#### Supplied data ####

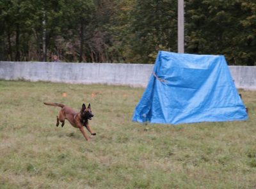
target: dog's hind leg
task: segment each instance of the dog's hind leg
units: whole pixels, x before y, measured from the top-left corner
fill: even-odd
[[[88,132],[91,133],[92,135],[96,135],[96,133],[93,133],[89,126],[89,124],[87,123],[84,123],[84,126],[86,128]]]
[[[59,119],[59,117],[58,117],[57,116],[57,123],[56,123],[56,126],[58,126],[60,125],[60,119]]]
[[[65,125],[65,116],[62,111],[61,110],[59,114],[59,117],[57,118],[60,122],[61,122],[61,126],[63,127]],[[57,121],[57,123],[59,123],[59,121]],[[58,124],[59,125],[59,124]]]

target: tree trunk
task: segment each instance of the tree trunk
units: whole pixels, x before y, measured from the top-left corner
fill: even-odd
[[[8,37],[8,54],[9,57],[10,57],[10,60],[11,61],[12,61],[13,59],[12,59],[11,34],[10,34],[10,28],[8,28],[8,29],[7,37]]]

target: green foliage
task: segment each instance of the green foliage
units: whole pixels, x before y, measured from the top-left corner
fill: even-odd
[[[174,126],[131,121],[142,88],[0,80],[0,89],[1,188],[256,186],[255,91],[239,91],[246,121]],[[90,102],[97,135],[88,142],[68,121],[56,127],[60,107],[44,102],[76,111]]]
[[[255,0],[184,1],[186,52],[255,65]],[[177,0],[0,0],[0,60],[152,63],[177,17]]]

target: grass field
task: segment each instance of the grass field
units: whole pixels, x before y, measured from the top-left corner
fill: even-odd
[[[0,80],[0,188],[256,188],[256,92],[246,121],[174,126],[131,121],[143,91]],[[44,102],[90,102],[97,135]]]

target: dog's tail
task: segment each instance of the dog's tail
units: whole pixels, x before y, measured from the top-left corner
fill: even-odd
[[[58,106],[58,107],[60,107],[61,108],[63,108],[65,106],[65,105],[63,105],[62,103],[58,103],[44,102],[44,103],[47,105]]]

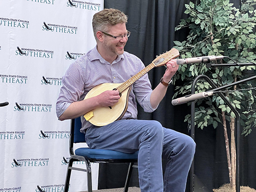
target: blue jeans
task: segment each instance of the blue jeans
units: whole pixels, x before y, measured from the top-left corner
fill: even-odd
[[[156,121],[129,119],[90,127],[86,140],[91,148],[126,153],[139,150],[141,192],[185,191],[196,148],[189,136],[163,127]],[[163,179],[162,158],[167,160]]]

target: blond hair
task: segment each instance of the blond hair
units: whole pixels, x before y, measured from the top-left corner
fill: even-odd
[[[126,23],[128,16],[117,9],[104,9],[93,15],[93,29],[97,40],[97,31],[107,32],[108,28],[118,24]]]

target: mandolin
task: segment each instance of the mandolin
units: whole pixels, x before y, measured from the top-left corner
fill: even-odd
[[[121,119],[125,113],[128,107],[129,95],[131,90],[131,85],[142,76],[155,67],[165,65],[170,60],[179,56],[179,51],[173,48],[163,53],[151,63],[134,75],[125,82],[121,83],[102,83],[92,89],[84,97],[84,99],[99,95],[107,90],[117,90],[120,95],[118,102],[112,106],[102,106],[94,109],[83,115],[85,119],[95,126],[106,125],[115,121]]]

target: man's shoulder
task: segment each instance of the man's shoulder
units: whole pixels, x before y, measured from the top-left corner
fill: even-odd
[[[126,58],[132,58],[132,59],[134,59],[140,60],[140,59],[138,57],[137,57],[136,55],[135,55],[132,53],[127,52],[127,51],[124,51],[123,55],[124,57],[125,57],[125,58],[126,57]]]

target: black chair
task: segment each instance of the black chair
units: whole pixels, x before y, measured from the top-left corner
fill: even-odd
[[[87,172],[88,191],[92,192],[91,162],[130,163],[123,190],[124,192],[128,191],[133,166],[134,163],[138,161],[138,152],[133,154],[126,154],[112,150],[80,147],[75,150],[74,153],[74,143],[86,142],[84,134],[80,132],[81,127],[80,117],[71,120],[69,147],[71,157],[68,166],[64,191],[68,192],[68,191],[71,170],[76,170]],[[86,169],[73,167],[73,163],[75,161],[84,161],[86,165]]]

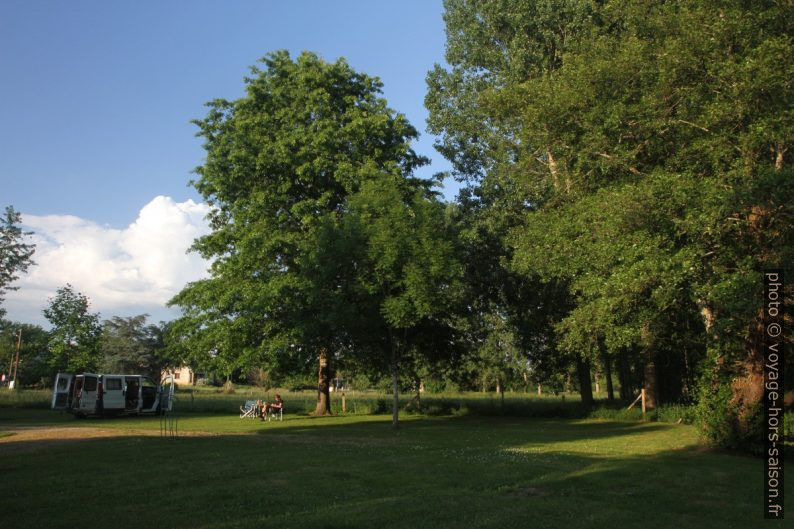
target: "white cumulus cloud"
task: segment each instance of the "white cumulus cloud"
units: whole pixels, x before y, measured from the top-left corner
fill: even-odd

####

### Exercise goal
Count how many lines in the material above contain the string "foliage", with case counting. Reply with the number alone.

### Solution below
2